Insurance Terms - Trucking

 

DISCLAIMER - The abbreviated outlines of coverage provided in this site are not intended to express any legal opinion as to the nature of insurance coverage. The terms shown on this site provide only the most basic and general description of some common terms used by the insurance industry. Please read your policy for specific details of your coverage. ONLY your policy provides coverage.

Physical Damage insurance is coverage for your truck and trailer. Your premium is based on the value of your equipment; usually a percentage of the value. This coverage is not required by law but if you finance your vehicle the lienholder will require it. It is important to insure your vehicle for the real value. Not over or under value the vehicle as the insurance company will only pay market value at the time of the loss.

Primary Auto Liability insurance is required by federal regulations. Every carrier must carry liability insurance on every rig even on leased units. Liability insurance protects you when a third party is injured in an accident. Owner-operators should ask when leasing onto a company who will pay for their insurance - the company or from driver weekly settlements.

* Data excerpt *

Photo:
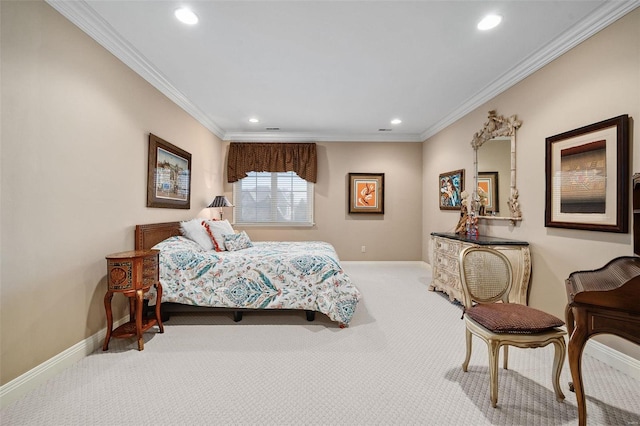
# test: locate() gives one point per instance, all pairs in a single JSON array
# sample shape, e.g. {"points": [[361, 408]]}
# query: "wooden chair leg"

* Study questions *
[1] According to the trucking insurance terms text, what is the premium for Physical Damage insurance based on?
[2] Using the trucking insurance terms text, explain why a truck should be insured for its real value rather than over or under valued.
[3] Continue the trucking insurance terms text from where it stops.

* Answers for the exercise *
[1] The value of the equipment, usually as a percentage of that value.

[2] The insurance company will only pay the vehicle's market value at the time of the loss. For that reason, the text advises against insuring it for more or less than its real value.

[3]
General Liability insurance protects the business for any property damage or bodily injury that might occur which does not involve a truck. Typical examples of this would include the slip and fall exposure at your place of business, advertising related exposures, and/or contractual exposures you may get involved in.

Non-Trucking Liability insurance pays for an accident when the driver/truck is not under dispatch. The coverage is sometimes referred to as Deadhead coverage or Bobtail liability.

Non-Owned Trailer Liability coverage extends liability to a trailer you are pulling for someone else.

Non-Owned Trailer Physical Damage coverage insures the trailer you are pulling for someone else in the event of loss.

Trailer-Interchange Liability coverage protects a trailer you are pulling when there is an interchange agreement in force.

Cargo Insurance covers damage/loss to freight in transit. This coverage can have many exclusions; such as unattended vehicle, maximum theft limitations on target commodities such as garments, liquor, electronics and a whole host of others. It is very important to read this policy closely in the event you think you may be covered for something and you are not.

 

 

Terminal Coverage protects freight located at specified terminals in the event of loss. Usually there are time limitations related to this coverage. For example: 72 hours maximum per specified load. If the goods are stored longer than the terminal time you would most likely want to purchase Warehouse Legal coverage. Again it’s very important to read your policy. This amount of coverage is dependent on the total amount of goods stored/docked/off-loaded at any one time.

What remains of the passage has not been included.